● STUDY QUESTIONS
1. Decide whether each of the following statements agrees with the foreword. Answer yes or no and quote the deciding words: (a) the foreword states that a person carrying the virus without symptoms can spread it; (b) the foreword describes ArogyaSetu as GPS-based; (c) the foreword says the OSC sensors developed by Professor Steve Lindsay detect fingerprints from blood samples.
2. Duplicate the passage of the foreword starting with "Smart thermometers, Telehealth" and going on through "body odor samples.".

● EXTRACT

——————

Foreword

Till December 2022, more than six hundred fifty-one million confirmed cases of COVID-19, whereas more than six million deaths were reported to WHO from all over the world. The SARS-CoV-2 virus and its variants spread mainly if there is close contact between people. In confined and enclosed places, short-range aerosol, airborne, droplet transmission happens at a conversational distance. It is recommended to avoid poor ventilation, and crowded indoor settings, and touching eyes, nose, or mouth after touching surfaces or objects. Anyone asymptomatic or pre-symptomatic carrying the virus can spread it. Singing, and breathing during the exercise can cause the virus to spread. Well-fitted three-layered masks, alcohol-based hand rubs, one-meter distance, cleaning hands, avoiding touching surfaces, and getting vaccinated can avoid SARS-COV-2 virus infection.

Monitoring public places, and hospitals, and understanding the overall situation in a country and the world is important to reduce the adverse impacts of Covid-19. Monitoring the situation, and venues without direct touch is possible through the Internet of Things (IoT) based solutions. The sensors, actuators, RFIDs, Near Field Communications, Unmanned Aerial Vehicles (UAVs) connected through the Wireless Sensor Network, and the Internet are the crucial elements in the monitoring of the COVID-19 situation.

Smart thermometers, Telehealth Consultations, wearables, robot assistance, and remote monitoring through the GPS-based ArogyaSetu are a few examples of IoT-enabled devices useful in COVID-19 monitoring. In particular, electronic sensors in the form of epidermal tattoos biomarkers cortisol, contact lenses for intraocular pressure, textiles face masks observe breathing patterns, airborne pathogens, inflammation markers, skin temperature, and metabolism monitoring, wristbands for the heartbeat and O ₂ monitoring, and microneedle patches can help collect previously inaccessible physical and biochemical signals. Professor Steve Lindsay from Durham University developed the organic semiconducting (OSC) sensors that can detect fingerprints from body odor samples.

——————

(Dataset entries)
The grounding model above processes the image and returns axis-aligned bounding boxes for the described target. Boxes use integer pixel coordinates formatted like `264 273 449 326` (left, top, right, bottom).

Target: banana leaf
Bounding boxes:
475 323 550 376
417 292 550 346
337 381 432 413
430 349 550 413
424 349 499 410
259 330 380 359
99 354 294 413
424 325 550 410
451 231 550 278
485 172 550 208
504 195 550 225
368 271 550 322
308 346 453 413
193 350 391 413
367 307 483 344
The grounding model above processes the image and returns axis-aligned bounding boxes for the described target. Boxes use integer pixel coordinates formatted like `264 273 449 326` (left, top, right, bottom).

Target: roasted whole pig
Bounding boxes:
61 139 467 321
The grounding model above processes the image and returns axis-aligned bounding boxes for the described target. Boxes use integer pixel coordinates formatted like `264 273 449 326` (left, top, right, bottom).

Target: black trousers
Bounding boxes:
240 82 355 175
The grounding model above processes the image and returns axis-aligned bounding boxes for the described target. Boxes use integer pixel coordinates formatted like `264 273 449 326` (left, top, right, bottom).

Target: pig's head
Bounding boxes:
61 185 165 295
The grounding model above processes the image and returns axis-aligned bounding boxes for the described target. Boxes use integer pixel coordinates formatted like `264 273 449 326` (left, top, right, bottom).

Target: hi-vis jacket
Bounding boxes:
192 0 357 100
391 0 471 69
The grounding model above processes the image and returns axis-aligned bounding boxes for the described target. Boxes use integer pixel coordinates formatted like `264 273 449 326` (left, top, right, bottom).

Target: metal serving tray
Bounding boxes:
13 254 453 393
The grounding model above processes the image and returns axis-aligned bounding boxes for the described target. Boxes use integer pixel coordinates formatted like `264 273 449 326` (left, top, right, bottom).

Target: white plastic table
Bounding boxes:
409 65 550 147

——————

● SOLUTION SET
1.
(a) Yes: "Anyone asymptomatic or pre-symptomatic carrying the virus can spread it."
(b) Yes: "remote monitoring through the GPS-based ArogyaSetu"
(c) No: "can detect fingerprints from body odor samples"

2.
Smart thermometers, Telehealth Consultations, wearables, robot assistance, and remote monitoring through the GPS-based ArogyaSetu are a few examples of IoT-enabled devices useful in COVID-19 monitoring. In particular, electronic sensors in the form of epidermal tattoos biomarkers cortisol, contact lenses for intraocular pressure, textiles face masks observe breathing patterns, airborne pathogens, inflammation markers, skin temperature, and metabolism monitoring, wristbands for the heartbeat and O ₂ monitoring, and microneedle patches can help collect previously inaccessible physical and biochemical signals. Professor Steve Lindsay from Durham University developed the organic semiconducting (OSC) sensors that can detect fingerprints from body odor samples.